*** Opening of Information shown ***

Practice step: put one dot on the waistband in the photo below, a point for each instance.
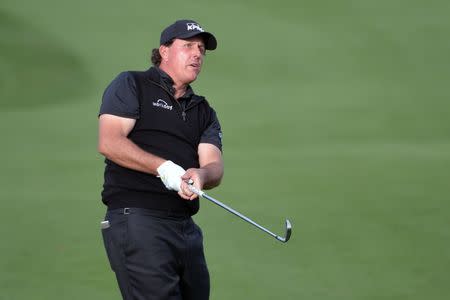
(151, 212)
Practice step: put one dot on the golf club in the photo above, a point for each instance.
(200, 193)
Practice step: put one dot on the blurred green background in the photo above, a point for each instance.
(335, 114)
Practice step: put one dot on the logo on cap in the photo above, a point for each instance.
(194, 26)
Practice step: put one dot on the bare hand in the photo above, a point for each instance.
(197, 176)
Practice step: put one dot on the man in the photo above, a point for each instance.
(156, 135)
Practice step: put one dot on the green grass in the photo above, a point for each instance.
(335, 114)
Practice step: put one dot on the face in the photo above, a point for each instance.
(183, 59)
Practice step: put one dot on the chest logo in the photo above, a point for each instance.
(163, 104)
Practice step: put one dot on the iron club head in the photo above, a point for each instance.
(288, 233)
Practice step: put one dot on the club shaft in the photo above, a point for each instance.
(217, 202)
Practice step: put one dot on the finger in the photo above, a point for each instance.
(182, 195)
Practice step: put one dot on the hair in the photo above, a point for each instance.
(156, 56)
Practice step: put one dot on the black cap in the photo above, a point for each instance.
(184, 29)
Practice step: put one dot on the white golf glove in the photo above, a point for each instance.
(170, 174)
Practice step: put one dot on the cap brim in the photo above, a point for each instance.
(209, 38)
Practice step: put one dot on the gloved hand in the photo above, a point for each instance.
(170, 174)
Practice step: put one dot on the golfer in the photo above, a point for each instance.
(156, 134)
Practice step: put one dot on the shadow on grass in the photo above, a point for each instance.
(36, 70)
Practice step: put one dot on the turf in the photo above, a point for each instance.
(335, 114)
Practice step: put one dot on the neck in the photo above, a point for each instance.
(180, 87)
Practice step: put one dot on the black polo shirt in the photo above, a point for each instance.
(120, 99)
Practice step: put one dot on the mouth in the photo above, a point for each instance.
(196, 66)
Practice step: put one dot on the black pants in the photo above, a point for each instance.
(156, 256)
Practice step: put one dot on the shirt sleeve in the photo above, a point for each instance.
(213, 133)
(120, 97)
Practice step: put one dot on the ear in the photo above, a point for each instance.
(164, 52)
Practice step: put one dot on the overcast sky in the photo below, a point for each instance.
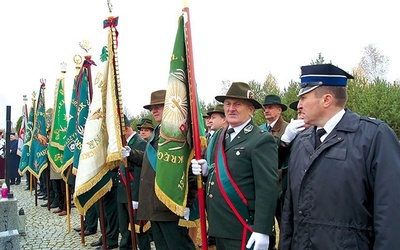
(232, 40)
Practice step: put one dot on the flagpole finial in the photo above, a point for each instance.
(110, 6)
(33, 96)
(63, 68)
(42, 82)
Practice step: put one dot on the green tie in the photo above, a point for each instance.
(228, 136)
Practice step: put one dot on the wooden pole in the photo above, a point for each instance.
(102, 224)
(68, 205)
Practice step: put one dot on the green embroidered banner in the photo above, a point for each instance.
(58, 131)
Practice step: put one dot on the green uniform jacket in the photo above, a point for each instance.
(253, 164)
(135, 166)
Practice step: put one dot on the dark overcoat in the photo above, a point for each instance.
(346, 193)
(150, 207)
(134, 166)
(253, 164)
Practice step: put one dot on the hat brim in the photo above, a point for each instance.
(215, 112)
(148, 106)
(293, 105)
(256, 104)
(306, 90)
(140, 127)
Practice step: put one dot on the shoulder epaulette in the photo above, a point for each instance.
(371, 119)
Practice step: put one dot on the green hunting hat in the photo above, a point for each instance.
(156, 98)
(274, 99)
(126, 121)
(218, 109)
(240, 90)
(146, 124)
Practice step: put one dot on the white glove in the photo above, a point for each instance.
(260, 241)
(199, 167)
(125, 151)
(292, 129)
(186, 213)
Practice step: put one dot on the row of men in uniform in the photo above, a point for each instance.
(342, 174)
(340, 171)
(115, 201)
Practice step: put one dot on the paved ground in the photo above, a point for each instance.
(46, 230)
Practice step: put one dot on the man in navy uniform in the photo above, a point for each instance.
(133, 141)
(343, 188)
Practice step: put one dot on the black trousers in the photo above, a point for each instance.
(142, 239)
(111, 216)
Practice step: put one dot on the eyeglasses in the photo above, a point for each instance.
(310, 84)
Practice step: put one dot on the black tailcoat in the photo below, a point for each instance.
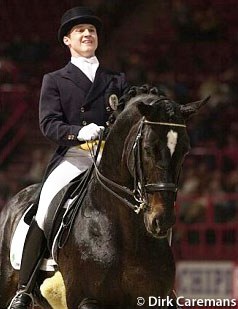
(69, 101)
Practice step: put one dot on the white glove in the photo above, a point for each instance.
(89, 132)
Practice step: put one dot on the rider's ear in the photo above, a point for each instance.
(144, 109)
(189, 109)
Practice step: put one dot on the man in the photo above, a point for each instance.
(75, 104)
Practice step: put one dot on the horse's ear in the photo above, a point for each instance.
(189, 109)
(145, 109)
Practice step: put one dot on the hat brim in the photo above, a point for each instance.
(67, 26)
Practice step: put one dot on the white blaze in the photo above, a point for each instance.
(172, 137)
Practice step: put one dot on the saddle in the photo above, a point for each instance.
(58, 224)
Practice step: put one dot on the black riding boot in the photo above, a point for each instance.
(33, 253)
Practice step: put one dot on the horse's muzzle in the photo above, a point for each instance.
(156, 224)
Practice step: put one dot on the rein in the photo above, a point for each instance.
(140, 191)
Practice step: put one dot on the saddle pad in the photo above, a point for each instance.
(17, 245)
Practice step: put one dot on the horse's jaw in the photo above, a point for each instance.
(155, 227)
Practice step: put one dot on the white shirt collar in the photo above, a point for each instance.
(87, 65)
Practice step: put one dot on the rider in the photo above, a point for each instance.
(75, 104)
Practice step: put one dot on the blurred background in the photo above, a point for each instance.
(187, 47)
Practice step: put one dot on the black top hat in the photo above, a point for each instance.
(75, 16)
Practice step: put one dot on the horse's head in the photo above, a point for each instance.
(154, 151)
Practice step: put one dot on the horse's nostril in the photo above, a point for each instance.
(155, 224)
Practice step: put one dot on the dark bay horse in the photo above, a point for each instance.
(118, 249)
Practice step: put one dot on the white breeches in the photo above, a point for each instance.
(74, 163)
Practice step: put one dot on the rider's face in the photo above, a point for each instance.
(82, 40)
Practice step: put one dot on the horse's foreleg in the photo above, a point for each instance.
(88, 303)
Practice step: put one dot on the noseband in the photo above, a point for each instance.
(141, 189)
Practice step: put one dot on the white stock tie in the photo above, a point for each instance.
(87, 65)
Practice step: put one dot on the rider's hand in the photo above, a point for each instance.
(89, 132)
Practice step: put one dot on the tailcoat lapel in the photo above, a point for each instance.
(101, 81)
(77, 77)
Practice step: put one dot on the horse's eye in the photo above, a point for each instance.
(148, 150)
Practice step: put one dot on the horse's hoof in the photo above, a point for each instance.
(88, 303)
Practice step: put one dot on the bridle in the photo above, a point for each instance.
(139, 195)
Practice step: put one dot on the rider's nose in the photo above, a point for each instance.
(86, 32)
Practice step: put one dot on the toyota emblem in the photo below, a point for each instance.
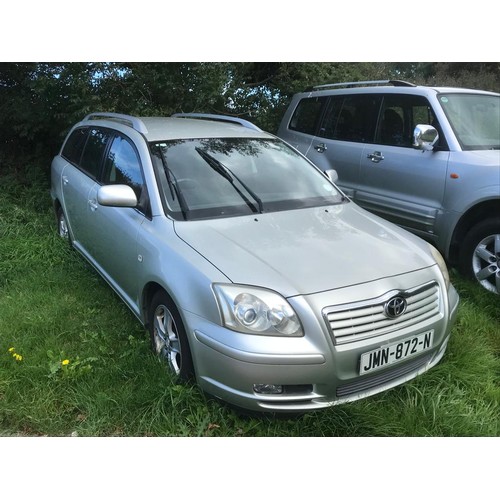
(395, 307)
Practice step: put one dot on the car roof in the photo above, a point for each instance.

*** Close of Information shown ***

### Action item
Leave out the pictures and retype every line above exactly.

### Output below
Practice step: put one dot on the waistband in the photo below, a point for each instance.
(151, 212)
Practice step: put one dot on the golf club in the photo above, a point for each instance.
(200, 193)
Practice step: put one dot on the blurred green background in the photo above, a point for each instance.
(335, 114)
Practice step: put one dot on the logo on cap in the photo above, a point for each instance.
(194, 26)
Practice step: put one dot on the bare hand in the photo above, a point for each instance.
(197, 176)
Practice step: put one dot on the man in the photo above, a point for each instance.
(156, 135)
Practice step: put one dot on the green grass in the photo above, a point for each instance.
(335, 114)
Practice step: put one dot on the face in the photo above, a point for each instance.
(183, 59)
Practice step: put one dot on the chest logo in the photo above, a point for each instance.
(163, 104)
Practice step: put one dot on the iron club head in the photo above, a point for each instance.
(288, 233)
Practice step: put one dot on the club shaft in the photo above, a point for each instance.
(217, 202)
Practice step: put one dot on the finger in the photo above, a point for each instance.
(182, 195)
Practice step: put one dot on the hair in the photo above, a point for each instance.
(156, 56)
Practice step: put one dot on the black cap in the photo above, a point for each instance.
(184, 29)
Practice step: put one dot on the white golf glove in the photo above, a point for each instance.
(170, 174)
Practice step: put one dot on the cap brim in the photo above, a point for each instance.
(209, 38)
Practice step: put one dot on the gloved hand in the photo above, a point for each instance.
(170, 174)
Practice step: put one dot on the golfer in the photo above, a point for each instance.
(156, 134)
Practice step: put one dot on the shadow on grass in the photo above, a point for each instance.
(36, 70)
Practice step: put one dot on the turf in the photo above, a point for each instance.
(335, 114)
Practice step: put one dot on the neck in the photo above, a point for each instance.
(180, 87)
Practice step: put one dot on the black polo shirt in the photo above, a point for each instance.
(120, 99)
Practice step: put one dot on the mouth in the photo above, a point for each instance.
(196, 66)
Practice step: put one dot on the black pants in the photo above, a point for each instance.
(156, 256)
Practice step: put one dot on the shirt sleeve in the photo above, a point for each instance.
(213, 133)
(120, 97)
Practice step: put one dot on the ear in the photo above, a point for each instance.
(164, 52)
Practice step: put one dot on the overcast sky in the photo below, a point for each instance.
(232, 40)
Practice step: put one dot on the flagpole finial in the photo above, a point for each instance.
(110, 6)
(33, 96)
(63, 68)
(42, 82)
Practice step: put one dot on the green tie in the photo above, a point for each instance.
(228, 136)
Practice step: put one dot on the wooden pole in the photo above, a point for each instance.
(102, 224)
(68, 205)
Practice step: put one dot on the green embroidered banner in the photo above, a point for each instance.
(58, 131)
Practice step: put one dot on the green uniform jacket in the photo above, a point for each instance.
(253, 164)
(135, 166)
Practice step: put one dot on the dark overcoat in the photo above, a point for each instance.
(346, 193)
(150, 207)
(134, 166)
(253, 164)
Practice step: put one dot on the hat brim in the photo above, a point for each instance.
(215, 112)
(148, 106)
(293, 105)
(256, 104)
(306, 90)
(140, 127)
Practice step: put one dot on the shoulder epaulette in the photo above, a point for each instance.
(371, 119)
Practice step: put one dot on the green hunting hat in the photo above, a point for each instance.
(156, 98)
(274, 99)
(126, 121)
(218, 109)
(240, 90)
(146, 124)
Practice step: put one dot on the white glove in the photo above, a point for each instance.
(260, 241)
(199, 167)
(125, 151)
(292, 129)
(186, 213)
Practice step: put one dot on the row of men in uniform in the photo above, a point for each instance.
(342, 174)
(340, 171)
(115, 201)
Practice step: put one dot on the paved ground in the photo above, a point for each instance.
(46, 230)
Practice step: put one dot on the man in navy uniform in the photo above, a point for each instance.
(133, 141)
(343, 188)
Practice step: put one dot on the black trousers in the photo above, a point for each instance.
(142, 239)
(111, 216)
Practice step: put one dot on the eyeglasses in the photo above, a point for each instance.
(310, 84)
Practice step: put one dot on the black tailcoat in the photo below, a point for each instance.
(69, 101)
Practice step: put one dot on the white glove in the photo above, a point for each instance.
(89, 132)
Practice step: put one dot on the rider's ear in the photo above, a point for each instance.
(144, 109)
(189, 109)
Practice step: put one dot on the man in the photo above, a point for each instance.
(75, 104)
Practice step: put one dot on the horse's ear in the photo above, a point for each instance.
(189, 109)
(145, 109)
Practice step: put one dot on the hat brim in the photo above, a point for each instance.
(67, 26)
Practice step: put one dot on the white blaze in the photo above, a point for each instance.
(172, 137)
Practice step: put one dot on the saddle in the photo above, a point for each instance.
(58, 224)
Practice step: put one dot on the black riding boot in the photo above, a point for each instance.
(33, 253)
Practice step: put one dot on the horse's muzzle in the photo above, a point for each instance.
(156, 224)
Practice step: put one dot on the rein in the photo above, a point for each instance.
(140, 191)
Practice step: put one dot on the saddle pad in the photo above, a point for each instance.
(17, 245)
Practice step: put one dot on the horse's jaw in the photo above, a point for each instance.
(155, 227)
Practice step: put one dot on the white shirt collar in the photo above, a point for each instance.
(87, 65)
Practice step: put one dot on the rider in the photo above, a point for each instance.
(75, 104)
Practice step: put one dot on the blurred background in the photo above, a point for each instance.
(187, 47)
Practice step: put one dot on the black top hat in the photo above, a point for each instance.
(75, 16)
Practice step: put one dot on the horse's head in the photo above, a point for each instance.
(154, 151)
Practice step: put one dot on the horse's nostril in the photo above, a point for each instance.
(155, 224)
Practice step: put one dot on the dark bay horse in the photo above, a point for each instance.
(118, 249)
Practice step: put one dot on the white breeches in the photo above, a point for each instance.
(74, 163)
Practice step: put one dot on the rider's face in the photo above, a point for each instance.
(82, 40)
Practice step: put one dot on the horse's foreleg in the photo above, a point for each instance.
(88, 303)
Practice step: put one dot on the noseband in the photo above, a point for each instance.
(141, 189)
Practice step: put one dot on the white stock tie in the photo above, a point for each instance.
(87, 65)
Practice step: put one dot on the rider's hand in the photo above, a point for each instance.
(89, 132)
Practice step: put one dot on the tailcoat lapel in the photo above, a point for each instance.
(101, 81)
(77, 77)
Practice step: put one dot on the horse's eye in the photo above, a point for each instance.
(148, 150)
Practice step: put one dot on the horse's hoof in the photo above, a point for each instance.
(88, 303)
Practice step: put one dot on the bridle in the photo above, a point for each instance.
(139, 195)
Practice step: put one dot on the rider's nose in the photo above, a point for each instance.
(86, 32)
Practice step: put one dot on the toyota emblem in the photo below, a point for each instance.
(395, 307)
Practice step: put one dot on the car roof in the photo above, a point for each instance.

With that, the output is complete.